Dataset entries
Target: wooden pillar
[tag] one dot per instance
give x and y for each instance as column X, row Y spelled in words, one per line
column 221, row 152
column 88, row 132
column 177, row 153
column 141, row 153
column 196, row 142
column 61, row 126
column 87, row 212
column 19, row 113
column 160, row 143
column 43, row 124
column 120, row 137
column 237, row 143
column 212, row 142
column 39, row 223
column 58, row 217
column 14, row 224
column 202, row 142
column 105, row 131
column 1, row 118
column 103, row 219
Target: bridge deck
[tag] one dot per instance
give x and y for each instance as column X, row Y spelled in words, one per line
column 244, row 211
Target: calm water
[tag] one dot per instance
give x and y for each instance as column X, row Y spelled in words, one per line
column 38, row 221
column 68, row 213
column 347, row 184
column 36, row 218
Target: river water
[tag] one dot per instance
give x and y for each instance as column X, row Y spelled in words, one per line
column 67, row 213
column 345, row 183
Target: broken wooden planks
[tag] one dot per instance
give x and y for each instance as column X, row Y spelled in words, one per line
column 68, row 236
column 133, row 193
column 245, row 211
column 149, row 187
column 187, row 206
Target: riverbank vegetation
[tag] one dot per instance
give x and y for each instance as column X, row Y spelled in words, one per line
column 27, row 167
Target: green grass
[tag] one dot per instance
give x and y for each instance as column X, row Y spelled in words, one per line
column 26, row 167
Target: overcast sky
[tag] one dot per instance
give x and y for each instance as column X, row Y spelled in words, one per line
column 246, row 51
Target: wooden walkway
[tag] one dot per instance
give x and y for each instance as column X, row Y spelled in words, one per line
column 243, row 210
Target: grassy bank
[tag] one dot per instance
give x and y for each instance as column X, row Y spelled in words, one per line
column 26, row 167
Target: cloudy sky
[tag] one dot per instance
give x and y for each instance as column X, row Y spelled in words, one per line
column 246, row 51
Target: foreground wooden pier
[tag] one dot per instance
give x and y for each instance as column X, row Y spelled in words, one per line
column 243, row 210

**Task prompt**
From the data above, copy each line that holds "water".

**Solution for this task**
Target: calm water
Target: river water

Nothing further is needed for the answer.